Given records -

[Start of section]

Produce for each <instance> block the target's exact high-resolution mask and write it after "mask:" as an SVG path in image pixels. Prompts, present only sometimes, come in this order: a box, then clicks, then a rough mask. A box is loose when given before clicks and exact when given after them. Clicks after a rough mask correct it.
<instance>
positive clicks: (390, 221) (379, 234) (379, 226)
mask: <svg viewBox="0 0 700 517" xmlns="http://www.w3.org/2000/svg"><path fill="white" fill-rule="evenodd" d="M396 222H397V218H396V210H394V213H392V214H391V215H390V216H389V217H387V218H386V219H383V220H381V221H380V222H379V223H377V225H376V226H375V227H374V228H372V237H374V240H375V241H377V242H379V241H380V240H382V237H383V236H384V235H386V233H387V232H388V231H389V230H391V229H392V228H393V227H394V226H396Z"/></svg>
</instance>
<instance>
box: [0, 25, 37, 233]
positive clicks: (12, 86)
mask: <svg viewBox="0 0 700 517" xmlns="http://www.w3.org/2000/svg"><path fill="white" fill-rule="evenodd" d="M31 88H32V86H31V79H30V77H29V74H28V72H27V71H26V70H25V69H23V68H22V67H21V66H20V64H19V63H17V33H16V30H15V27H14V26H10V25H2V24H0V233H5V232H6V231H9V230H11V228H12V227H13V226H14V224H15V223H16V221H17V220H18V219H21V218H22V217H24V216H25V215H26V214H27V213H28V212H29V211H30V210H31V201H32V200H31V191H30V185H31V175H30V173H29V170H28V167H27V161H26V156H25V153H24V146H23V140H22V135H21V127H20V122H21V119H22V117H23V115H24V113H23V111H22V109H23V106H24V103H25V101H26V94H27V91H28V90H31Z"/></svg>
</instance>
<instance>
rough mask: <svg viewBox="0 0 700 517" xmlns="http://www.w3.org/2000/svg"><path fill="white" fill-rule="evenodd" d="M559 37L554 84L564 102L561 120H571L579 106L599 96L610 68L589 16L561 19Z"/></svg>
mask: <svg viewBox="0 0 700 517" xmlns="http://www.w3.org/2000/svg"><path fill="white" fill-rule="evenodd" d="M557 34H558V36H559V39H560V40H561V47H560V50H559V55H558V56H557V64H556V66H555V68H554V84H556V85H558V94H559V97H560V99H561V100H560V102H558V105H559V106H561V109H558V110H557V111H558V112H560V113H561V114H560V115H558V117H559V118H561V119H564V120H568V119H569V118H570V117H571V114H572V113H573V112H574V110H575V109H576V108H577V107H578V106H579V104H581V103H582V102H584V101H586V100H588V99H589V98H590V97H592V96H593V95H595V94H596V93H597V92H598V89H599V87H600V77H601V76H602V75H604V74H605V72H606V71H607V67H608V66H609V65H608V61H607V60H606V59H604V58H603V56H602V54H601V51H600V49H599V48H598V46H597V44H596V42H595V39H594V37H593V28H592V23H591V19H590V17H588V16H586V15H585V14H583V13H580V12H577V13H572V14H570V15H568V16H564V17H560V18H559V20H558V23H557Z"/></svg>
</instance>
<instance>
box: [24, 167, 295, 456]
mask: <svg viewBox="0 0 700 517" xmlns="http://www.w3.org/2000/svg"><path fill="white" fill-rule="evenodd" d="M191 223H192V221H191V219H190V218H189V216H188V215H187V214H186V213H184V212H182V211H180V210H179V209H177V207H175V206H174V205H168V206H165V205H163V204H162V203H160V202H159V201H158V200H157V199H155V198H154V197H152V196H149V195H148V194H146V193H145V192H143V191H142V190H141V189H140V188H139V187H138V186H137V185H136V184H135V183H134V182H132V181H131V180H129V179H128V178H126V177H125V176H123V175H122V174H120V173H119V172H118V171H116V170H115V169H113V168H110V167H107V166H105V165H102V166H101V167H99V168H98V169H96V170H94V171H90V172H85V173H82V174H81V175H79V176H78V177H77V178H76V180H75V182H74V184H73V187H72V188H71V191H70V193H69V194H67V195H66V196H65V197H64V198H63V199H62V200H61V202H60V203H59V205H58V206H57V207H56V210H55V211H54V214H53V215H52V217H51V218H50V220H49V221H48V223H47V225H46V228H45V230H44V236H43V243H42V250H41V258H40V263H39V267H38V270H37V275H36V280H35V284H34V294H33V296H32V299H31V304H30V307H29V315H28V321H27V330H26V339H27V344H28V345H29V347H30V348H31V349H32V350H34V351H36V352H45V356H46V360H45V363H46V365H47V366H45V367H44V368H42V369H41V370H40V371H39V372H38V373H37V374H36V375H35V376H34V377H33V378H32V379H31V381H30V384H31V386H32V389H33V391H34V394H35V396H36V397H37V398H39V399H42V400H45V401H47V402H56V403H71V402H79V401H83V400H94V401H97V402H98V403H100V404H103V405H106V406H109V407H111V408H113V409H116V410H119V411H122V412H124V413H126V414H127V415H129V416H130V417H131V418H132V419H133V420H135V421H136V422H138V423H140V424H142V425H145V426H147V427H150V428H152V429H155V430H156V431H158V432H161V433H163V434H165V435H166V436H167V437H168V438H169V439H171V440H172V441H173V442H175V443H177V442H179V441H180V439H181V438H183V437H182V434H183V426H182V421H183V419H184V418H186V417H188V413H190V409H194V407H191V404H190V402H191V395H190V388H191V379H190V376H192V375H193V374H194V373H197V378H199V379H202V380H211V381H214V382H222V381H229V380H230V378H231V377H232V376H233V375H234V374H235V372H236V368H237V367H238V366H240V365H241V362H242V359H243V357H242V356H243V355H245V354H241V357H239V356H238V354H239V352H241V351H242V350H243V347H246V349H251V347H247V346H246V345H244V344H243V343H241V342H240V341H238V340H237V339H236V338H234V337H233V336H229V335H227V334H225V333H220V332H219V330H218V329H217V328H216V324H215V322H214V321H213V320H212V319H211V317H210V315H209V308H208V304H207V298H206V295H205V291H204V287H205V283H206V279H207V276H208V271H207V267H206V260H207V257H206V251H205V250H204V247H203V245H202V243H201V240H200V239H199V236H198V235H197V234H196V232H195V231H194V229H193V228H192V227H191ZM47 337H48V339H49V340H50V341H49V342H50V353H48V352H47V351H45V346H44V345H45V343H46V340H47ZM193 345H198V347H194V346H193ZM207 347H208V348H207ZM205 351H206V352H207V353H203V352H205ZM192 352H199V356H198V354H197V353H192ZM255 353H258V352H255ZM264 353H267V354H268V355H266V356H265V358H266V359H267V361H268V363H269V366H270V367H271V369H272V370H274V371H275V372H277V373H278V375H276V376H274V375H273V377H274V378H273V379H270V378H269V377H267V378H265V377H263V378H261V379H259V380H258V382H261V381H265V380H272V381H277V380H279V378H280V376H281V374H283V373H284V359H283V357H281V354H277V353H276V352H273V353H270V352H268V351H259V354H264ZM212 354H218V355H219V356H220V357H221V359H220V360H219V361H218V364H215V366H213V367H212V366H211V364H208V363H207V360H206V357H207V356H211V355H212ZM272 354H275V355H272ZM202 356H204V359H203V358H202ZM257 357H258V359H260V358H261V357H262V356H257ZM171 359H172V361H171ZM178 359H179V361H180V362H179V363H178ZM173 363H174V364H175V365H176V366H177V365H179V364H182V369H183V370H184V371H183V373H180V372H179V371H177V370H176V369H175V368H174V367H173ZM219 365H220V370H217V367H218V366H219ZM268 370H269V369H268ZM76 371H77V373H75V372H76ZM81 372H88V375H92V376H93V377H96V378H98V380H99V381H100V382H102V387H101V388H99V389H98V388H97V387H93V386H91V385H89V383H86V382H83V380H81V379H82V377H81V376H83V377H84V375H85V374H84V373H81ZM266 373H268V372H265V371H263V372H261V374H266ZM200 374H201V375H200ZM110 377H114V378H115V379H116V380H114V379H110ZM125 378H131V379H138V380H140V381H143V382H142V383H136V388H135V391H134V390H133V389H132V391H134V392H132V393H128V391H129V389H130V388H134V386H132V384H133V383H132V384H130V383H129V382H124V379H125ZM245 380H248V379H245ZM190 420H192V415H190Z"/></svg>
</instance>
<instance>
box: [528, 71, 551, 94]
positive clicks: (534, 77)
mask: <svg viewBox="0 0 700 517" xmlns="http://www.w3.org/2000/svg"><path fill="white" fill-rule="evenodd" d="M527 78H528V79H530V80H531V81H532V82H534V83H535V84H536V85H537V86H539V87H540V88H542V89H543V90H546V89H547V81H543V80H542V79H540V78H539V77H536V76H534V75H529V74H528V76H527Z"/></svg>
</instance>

[End of section]

What to do - Indicate how many lines in the records above include the word "positive", giving no other content.

Response for this exercise - 3